Records from a data collection:
BEGIN

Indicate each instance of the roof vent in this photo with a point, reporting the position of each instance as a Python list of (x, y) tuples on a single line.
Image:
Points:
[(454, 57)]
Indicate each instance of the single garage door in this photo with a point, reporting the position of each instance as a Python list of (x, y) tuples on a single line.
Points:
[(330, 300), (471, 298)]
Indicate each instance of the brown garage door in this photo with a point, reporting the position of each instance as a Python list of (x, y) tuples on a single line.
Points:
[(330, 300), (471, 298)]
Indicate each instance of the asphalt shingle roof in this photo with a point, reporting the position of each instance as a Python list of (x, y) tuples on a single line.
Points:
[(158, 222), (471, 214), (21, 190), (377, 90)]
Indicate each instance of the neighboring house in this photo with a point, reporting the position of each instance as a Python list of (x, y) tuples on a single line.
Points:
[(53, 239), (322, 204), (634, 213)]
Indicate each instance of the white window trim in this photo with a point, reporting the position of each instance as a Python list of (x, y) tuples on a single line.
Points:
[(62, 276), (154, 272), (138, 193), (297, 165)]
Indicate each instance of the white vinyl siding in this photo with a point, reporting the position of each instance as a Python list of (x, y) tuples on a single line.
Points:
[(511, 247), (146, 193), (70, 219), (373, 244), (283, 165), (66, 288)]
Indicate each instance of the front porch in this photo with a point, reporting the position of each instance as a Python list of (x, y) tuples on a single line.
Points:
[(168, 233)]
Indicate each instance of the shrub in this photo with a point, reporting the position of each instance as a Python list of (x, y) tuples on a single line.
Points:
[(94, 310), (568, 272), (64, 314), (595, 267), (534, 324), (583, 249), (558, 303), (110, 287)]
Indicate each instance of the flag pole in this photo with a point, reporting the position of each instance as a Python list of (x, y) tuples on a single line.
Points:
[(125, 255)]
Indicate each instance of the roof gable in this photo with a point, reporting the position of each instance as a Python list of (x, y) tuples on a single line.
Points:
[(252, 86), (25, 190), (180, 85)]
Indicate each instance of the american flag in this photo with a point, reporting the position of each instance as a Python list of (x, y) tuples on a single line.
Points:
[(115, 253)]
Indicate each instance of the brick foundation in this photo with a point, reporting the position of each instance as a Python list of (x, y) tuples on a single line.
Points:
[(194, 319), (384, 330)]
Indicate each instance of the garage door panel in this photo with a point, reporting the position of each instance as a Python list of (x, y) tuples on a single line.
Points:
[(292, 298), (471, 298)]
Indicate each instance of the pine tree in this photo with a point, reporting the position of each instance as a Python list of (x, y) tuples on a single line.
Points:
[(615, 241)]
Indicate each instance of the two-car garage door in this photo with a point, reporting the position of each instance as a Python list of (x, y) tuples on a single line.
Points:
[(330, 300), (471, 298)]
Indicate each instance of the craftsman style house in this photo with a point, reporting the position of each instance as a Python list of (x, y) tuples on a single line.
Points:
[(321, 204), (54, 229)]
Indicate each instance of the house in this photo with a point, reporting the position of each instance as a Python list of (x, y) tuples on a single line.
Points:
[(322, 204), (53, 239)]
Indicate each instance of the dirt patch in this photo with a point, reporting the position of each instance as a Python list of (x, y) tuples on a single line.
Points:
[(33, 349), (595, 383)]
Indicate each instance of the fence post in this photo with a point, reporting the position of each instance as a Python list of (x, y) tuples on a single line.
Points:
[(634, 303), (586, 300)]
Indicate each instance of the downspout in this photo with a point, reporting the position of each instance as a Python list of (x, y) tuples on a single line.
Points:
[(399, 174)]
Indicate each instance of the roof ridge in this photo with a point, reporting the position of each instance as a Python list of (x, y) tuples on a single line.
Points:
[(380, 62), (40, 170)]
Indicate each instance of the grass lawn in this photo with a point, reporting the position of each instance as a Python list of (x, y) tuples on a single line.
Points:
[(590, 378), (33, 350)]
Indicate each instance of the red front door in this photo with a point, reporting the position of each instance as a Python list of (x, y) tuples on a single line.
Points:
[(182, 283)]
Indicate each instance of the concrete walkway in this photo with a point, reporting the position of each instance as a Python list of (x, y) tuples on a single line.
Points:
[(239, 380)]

END

▸ **TASK ITEM**
Repeat the records above with every character intact.

▸ **EXERCISE RESULT**
Indicate each instance of the roof vent in this photo with a point, reporting the position of each instance as a Python list of (x, y) tuples on a single line.
Image:
Points:
[(454, 57)]
Indicate each instance of the single garage door in this photo with a point, reporting the position of each instance as a Python list of (x, y) tuples on a single line.
Points:
[(330, 300), (471, 298)]
Indicate each instance of the brown garage door in this photo with a point, reporting the position of each instance as a Python list of (x, y) tuples on a single line.
Points:
[(330, 300), (471, 298)]
Indicate each instance of the asphalt shingle roof in this photo with a point, reporting the position of each instance as a Python list of (x, y) tuples on a single line.
Points:
[(158, 222), (471, 214), (21, 190), (377, 90)]
Indicate each instance of the neighboring house in this photo with a point, reporting the position of each instance as a Python list of (x, y) tuples on a single line.
Points:
[(53, 239), (322, 204), (634, 213)]
Indicate each instance of the white window trim in this photo with a point, reporting the position of each instance as a Python list of (x, y) tuples on a single line.
Points:
[(62, 276), (154, 272), (138, 193), (297, 165)]
Indicate each instance of the white vinyl siding in this photo with a point, reporting the position of each instance as a Python list of (x, y) tuples on a single line.
Points:
[(511, 247), (146, 193), (70, 219), (373, 244), (283, 165), (66, 288)]
Indicate each instance of the front porch in this photo with a point, reporting the position of each instance as a Python list of (x, y) tuples on a single line.
Points:
[(168, 233)]
Indicate each instance of the shrub in this photo with a point, reporting the position of each instance as a Python list of (x, y) tuples on a single line.
Points:
[(94, 310), (568, 272), (64, 314), (595, 267), (534, 324), (583, 249), (558, 303), (110, 287)]
Indicate each instance of the flag pole in this photo with a point, reporting the position of each instance as a Python list of (x, y) tuples on a single line.
Points:
[(125, 255)]
Indicate each instance of the roof gable in this photo with a point, reporting the position of each instance as a Python list of (x, y) tuples on a single line.
Points:
[(252, 86), (25, 190), (180, 85)]
Indicate each instance of the american flag in this photo with a point, reporting the position of each instance as a Python list of (x, y) tuples on a single line.
Points:
[(115, 253)]
Indicate each instance of the brick foundation in this photo with a point, reporting the position of each instance as a Python list of (x, y) tuples on a single line.
Points:
[(194, 319), (384, 330)]
Indicate each instance of the garage door panel in this photo with a point, reporting the position of each instance as a Python list of (x, y) tuples on a single line.
Points:
[(292, 298), (471, 298)]
Indicate each instance of the pine tree in this photo with a point, reporting the position of each instance as a Python list of (x, y) tuples on a single line.
Points:
[(615, 241)]
Indicate each instance of the two-car garage door in this photo with a point, reporting the position of each instance as a Python list of (x, y) tuples on a single line.
Points:
[(330, 300), (471, 298)]
Indicate each instance of the craftsman style house in this photo with a point, reporting the position of each instance as a Python list of (x, y) tuples on a single line.
Points:
[(321, 204), (54, 229)]
Indicate each instance of the house in this photo with a point, reporting the position of each instance as a Python list of (x, y) tuples on a single line.
Points:
[(322, 204), (53, 239)]
Indicate each instance of the dirt patch in this photo with a point, reporting the position of each instance as a Python list of (x, y) tuples on a single line.
Points:
[(33, 349), (595, 383)]
Indicate each instance of the fence post in this photo with a point, reporting the position of each instance as a Python list of (x, y) tuples on a single line.
Points:
[(634, 303), (586, 300)]
Indicate each instance of the downspout in this photo with a point, reporting the position of each instance as a Python list of (x, y) tuples on a single line.
Points:
[(399, 174)]
Indicate each instance of the roof ridge in this photo with a point, reporting the position of each instance as a Python list of (x, y) tuples on a single line.
Points:
[(380, 62), (40, 170)]
Indicate each instance of the grass lawn in this photo with a point, reporting the position of each instance as a Python list of (x, y) tuples on a single line.
Points:
[(590, 378), (33, 350)]
Indicate each instance of the red front door in this photo with a point, reporting the position of each instance as a Python list of (x, y) tuples on a single line.
Points:
[(182, 283)]
Indicate each instance of the concrete walkway in this photo with a point, reporting the position of each instance as a Python list of (x, y) tuples on a single line.
Points:
[(239, 380)]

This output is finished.